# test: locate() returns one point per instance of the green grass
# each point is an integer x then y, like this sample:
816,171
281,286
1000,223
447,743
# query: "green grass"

================

> [Exercise prompt]
Retype the data above without alteration, keeping every line in its original order.

> [Result]
# test: locate() returns one point per instance of the green grass
# each point is an integer x then y, like this sample:
816,171
281,286
1000,223
447,743
# query: "green grass"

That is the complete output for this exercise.